*Extracted records*.
#####

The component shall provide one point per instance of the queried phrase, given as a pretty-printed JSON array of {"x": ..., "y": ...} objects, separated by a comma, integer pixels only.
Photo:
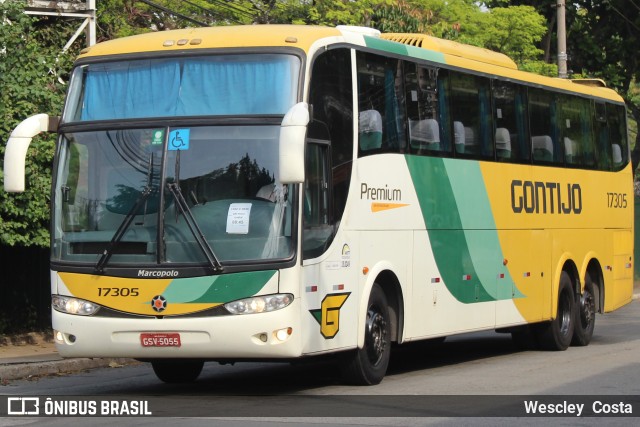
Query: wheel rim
[
  {"x": 587, "y": 308},
  {"x": 376, "y": 338},
  {"x": 565, "y": 313}
]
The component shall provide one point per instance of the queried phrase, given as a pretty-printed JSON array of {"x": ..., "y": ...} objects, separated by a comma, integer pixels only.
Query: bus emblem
[
  {"x": 159, "y": 303},
  {"x": 328, "y": 315}
]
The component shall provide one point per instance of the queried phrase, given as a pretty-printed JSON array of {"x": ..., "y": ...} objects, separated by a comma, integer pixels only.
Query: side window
[
  {"x": 603, "y": 144},
  {"x": 424, "y": 96},
  {"x": 616, "y": 119},
  {"x": 330, "y": 133},
  {"x": 381, "y": 123},
  {"x": 510, "y": 119},
  {"x": 470, "y": 101},
  {"x": 545, "y": 147},
  {"x": 576, "y": 132},
  {"x": 315, "y": 204}
]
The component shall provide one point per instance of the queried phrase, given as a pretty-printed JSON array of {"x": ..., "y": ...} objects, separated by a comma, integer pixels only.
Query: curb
[{"x": 22, "y": 371}]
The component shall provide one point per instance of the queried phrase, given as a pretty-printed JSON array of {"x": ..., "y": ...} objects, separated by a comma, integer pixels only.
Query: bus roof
[
  {"x": 304, "y": 36},
  {"x": 301, "y": 36}
]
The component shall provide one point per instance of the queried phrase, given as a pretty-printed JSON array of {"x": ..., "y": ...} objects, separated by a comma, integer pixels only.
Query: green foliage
[
  {"x": 32, "y": 76},
  {"x": 513, "y": 31}
]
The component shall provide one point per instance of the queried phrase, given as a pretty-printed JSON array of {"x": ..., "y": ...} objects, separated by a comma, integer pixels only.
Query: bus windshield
[
  {"x": 132, "y": 191},
  {"x": 216, "y": 85}
]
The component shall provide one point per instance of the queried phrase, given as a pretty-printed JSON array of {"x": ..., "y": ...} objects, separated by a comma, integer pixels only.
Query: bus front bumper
[{"x": 273, "y": 335}]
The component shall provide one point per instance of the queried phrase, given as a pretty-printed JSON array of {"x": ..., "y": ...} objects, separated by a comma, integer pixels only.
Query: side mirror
[
  {"x": 16, "y": 151},
  {"x": 291, "y": 145}
]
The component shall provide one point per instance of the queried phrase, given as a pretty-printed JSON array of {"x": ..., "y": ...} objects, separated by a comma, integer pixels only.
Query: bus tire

#####

What is needed here is an exact transcription of every record above, with images excluded.

*Written answer*.
The component shall provide one point per instance of the queried phrase, given as a pretty-printed JSON array of {"x": ..., "y": ...} objects, separated by a comma, integer pixels only.
Photo:
Query: wheel rim
[
  {"x": 587, "y": 308},
  {"x": 376, "y": 338},
  {"x": 565, "y": 313}
]
The component shall provide one point per instance of the queried phrase, given as a pretty-printed JSON array of {"x": ..., "y": ...} objects, separated by a comma, integer pixels only.
Query: bus emblem
[
  {"x": 159, "y": 303},
  {"x": 328, "y": 315}
]
The component shall provide one point per instance of the queried phrase, given as a pretty-printed JSON array of {"x": ..., "y": ...} objects, separated by a comma, integer pixels only.
Query: side window
[
  {"x": 603, "y": 144},
  {"x": 424, "y": 96},
  {"x": 616, "y": 119},
  {"x": 330, "y": 133},
  {"x": 381, "y": 123},
  {"x": 510, "y": 119},
  {"x": 470, "y": 101},
  {"x": 545, "y": 147},
  {"x": 576, "y": 132},
  {"x": 315, "y": 204}
]
The component shall provide one point per instance of the queried phrase, given as a pretty-printed JSON array of {"x": ..., "y": ...} objects, separated by a comma, integer pixels only.
Query: curb
[{"x": 22, "y": 371}]
The component shall provide one point per instance of the queried phrase, given as a pretty-printed JSON array of {"x": ..., "y": ...} objects, separated by a comma, integer pixels only.
Query: bus roof
[
  {"x": 304, "y": 36},
  {"x": 301, "y": 36}
]
The component shall provide one point per instance of the queried phrase, given as a pretty-printed JSON array of {"x": ..., "y": ...} objects, separated by a comma, integer pixels only.
Query: green foliage
[
  {"x": 32, "y": 76},
  {"x": 513, "y": 31}
]
The component shall provide one point per instance of the queried phrase, given as a pretty-printed JSON array of {"x": ..., "y": ...} objects, separated by a comma, integer pixels only.
Query: bus windshield
[
  {"x": 132, "y": 191},
  {"x": 216, "y": 85}
]
The component shall provide one point per instance of the queried phrase, given as a pretty-printed JSON array of {"x": ..., "y": ...} objects, separated by a comma, integer pixels only.
Query: bus front bumper
[{"x": 273, "y": 335}]
The component shall provide one point per instance of the queried phrase, given as a pretty-printed JSON array of {"x": ..., "y": ...} objects, separated by a comma, integer pixels only.
Query: side mirror
[
  {"x": 16, "y": 151},
  {"x": 291, "y": 145}
]
The component shall provide one point per instance of the queried phrase, given as a pretty-printed JSON array of {"x": ..., "y": ...} objects, separated by a comma, integer pixels only.
Query: bus tire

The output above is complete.